**Dataset records:**
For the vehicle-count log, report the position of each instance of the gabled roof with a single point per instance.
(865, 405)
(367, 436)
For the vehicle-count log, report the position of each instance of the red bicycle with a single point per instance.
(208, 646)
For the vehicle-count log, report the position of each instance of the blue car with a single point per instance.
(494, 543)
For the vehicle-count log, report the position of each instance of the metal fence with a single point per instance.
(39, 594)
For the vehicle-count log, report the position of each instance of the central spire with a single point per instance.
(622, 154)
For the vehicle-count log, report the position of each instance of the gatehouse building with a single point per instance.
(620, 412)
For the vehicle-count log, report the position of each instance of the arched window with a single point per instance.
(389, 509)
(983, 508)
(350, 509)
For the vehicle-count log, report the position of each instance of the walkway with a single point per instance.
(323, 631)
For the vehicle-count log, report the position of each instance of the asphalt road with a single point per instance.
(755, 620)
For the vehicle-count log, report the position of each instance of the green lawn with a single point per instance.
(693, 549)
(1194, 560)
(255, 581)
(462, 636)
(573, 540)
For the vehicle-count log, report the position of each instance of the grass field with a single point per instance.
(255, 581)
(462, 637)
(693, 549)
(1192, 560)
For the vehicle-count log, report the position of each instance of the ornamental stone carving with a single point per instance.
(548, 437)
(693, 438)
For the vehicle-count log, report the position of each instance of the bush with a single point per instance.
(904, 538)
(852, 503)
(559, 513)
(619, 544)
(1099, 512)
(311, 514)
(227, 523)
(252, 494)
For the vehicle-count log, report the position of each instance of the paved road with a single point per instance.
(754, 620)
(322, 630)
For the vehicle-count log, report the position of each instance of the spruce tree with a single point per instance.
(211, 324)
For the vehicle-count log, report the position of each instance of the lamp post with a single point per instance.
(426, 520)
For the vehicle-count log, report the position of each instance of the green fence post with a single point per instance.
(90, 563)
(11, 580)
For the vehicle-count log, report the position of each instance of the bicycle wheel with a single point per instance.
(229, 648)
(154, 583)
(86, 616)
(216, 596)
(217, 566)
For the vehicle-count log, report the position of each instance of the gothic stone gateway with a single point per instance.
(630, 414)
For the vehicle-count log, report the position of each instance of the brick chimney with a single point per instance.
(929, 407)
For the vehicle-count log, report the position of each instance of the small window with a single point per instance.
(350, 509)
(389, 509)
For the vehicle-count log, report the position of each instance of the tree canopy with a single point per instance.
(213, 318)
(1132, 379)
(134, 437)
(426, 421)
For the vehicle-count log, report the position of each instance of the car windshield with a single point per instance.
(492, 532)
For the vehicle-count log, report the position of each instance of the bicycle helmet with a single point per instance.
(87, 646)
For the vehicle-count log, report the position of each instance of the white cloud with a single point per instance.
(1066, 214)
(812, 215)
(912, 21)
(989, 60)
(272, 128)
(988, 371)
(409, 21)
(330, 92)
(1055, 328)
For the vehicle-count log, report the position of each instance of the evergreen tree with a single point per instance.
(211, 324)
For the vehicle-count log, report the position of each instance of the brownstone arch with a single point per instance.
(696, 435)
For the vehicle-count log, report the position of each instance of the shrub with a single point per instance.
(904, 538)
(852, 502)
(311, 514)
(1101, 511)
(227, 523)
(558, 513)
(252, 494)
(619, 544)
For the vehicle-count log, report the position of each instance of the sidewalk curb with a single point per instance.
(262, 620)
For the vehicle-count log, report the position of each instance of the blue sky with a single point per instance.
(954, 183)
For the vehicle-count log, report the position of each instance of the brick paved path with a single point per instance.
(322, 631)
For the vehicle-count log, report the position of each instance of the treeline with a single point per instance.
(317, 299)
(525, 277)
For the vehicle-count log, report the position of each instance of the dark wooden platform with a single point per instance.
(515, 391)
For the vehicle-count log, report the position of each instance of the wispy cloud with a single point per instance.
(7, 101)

**What to do:** Nothing in the data may be omitted; transcribe it exactly.

**Completed exercise:**
For the vehicle-count log, report the position of each instance of the gabled roof with a single point per instance.
(865, 405)
(367, 436)
For the vehicle-count log, report the position of each instance of the red bicycle with a single point per instance.
(208, 646)
For the vehicle-count log, report the position of each instance of the blue car with a single point per instance.
(494, 543)
For the vehicle-count log, report the position of each instance of the metal fence with a single point per instance.
(39, 594)
For the vehicle-count log, report the position of each instance of the central spire with a single point per instance.
(622, 154)
For the vehicle-count log, report the position of each instance of the gatehouse building with a single point per instance.
(620, 412)
For the vehicle-count log, report the position of each instance of the arched window with a single point per instance.
(389, 509)
(983, 508)
(350, 509)
For the vehicle-count log, report the position of each instance of the walkway with a single point per instance.
(323, 631)
For the vehicle-count log, report the position of each instance of the asphalt road with a single point per instance.
(755, 620)
For the vehicle-count log, report the position of each instance of the green lawn with a single point per instance.
(693, 549)
(1194, 560)
(255, 581)
(462, 636)
(573, 540)
For the vehicle-count log, report the position of each instance of the grass field with a single point per instance.
(255, 581)
(462, 637)
(693, 549)
(1192, 560)
For the vehicle-count log, report the position of each instance of the ornamental stone carving with a single point per instance.
(548, 437)
(693, 438)
For the vehicle-count log, report the position of each instance of the bush with a single point per instance.
(904, 538)
(852, 503)
(559, 513)
(619, 544)
(1099, 512)
(311, 514)
(227, 523)
(252, 494)
For the vehicle-count log, report the position of each instance of the paved road with a single point per instance.
(754, 620)
(322, 630)
For the vehicle-count log, report the position of each instance of the spruce tree with a single point per instance.
(211, 324)
For the vehicle-count log, report the position of each instance of the lamp post with a single point per instance.
(426, 520)
For the vehicle-count log, report the position of each instance of the green fence post with a single point per instance.
(90, 563)
(11, 580)
For the vehicle-count log, report the position of each instance of the bicycle wheel with a single point per instance.
(229, 648)
(154, 583)
(86, 616)
(216, 596)
(217, 566)
For the vehicle-count log, report the position of each instance of the gothic stone gateway with a single point per instance.
(630, 414)
For the vehicle-count log, report the position of each instance of the brick chimney with a single point per instance.
(929, 407)
For the vehicle-count log, report the position of each instance of the small window with a single point per instance.
(350, 509)
(389, 509)
For the vehicle-count log, report the position of each instance of the tree canopy with a single point per instance.
(213, 318)
(1132, 379)
(134, 437)
(426, 421)
For the vehicle-count log, report the position of each instance of the car windshield with a single point per instance.
(492, 532)
For the vehicle-count log, report the position of each instance of the bicycle helmet with a single point per instance.
(87, 646)
For the vehicle-count log, report the position of each instance of the white cloud with a single point per instance.
(1066, 214)
(812, 215)
(912, 21)
(989, 60)
(272, 128)
(988, 371)
(409, 21)
(330, 92)
(1055, 328)
For the vehicle-count log, report the position of each instance of the evergreen tree with a single point per instance.
(211, 324)
For the vehicle-count log, report the position of each instance of the brownstone arch with a single point per instance.
(696, 435)
For the vehicle-count log, report the position of each instance of the shrub with a single point per instance.
(904, 538)
(852, 502)
(311, 514)
(1101, 511)
(227, 523)
(558, 513)
(252, 494)
(619, 544)
For the vehicle-count log, report the position of each instance of the sidewalk curb with a single point per instance.
(262, 620)
For the vehicle-count log, report the position of each instance of the blue sky with a single point per instance.
(954, 183)
For the vehicle-count log, report the position of each instance of the brick paved path with a single point per instance.
(322, 631)
For the vehicle-count log, report the position of each instance of the treeline with a single point per instance.
(317, 299)
(525, 277)
For the vehicle-count log, report the position of each instance of the dark wooden platform with a single point per instance.
(515, 391)
For the vehicle-count log, report the position of each instance of the wispy cloud with a single point per instance.
(7, 101)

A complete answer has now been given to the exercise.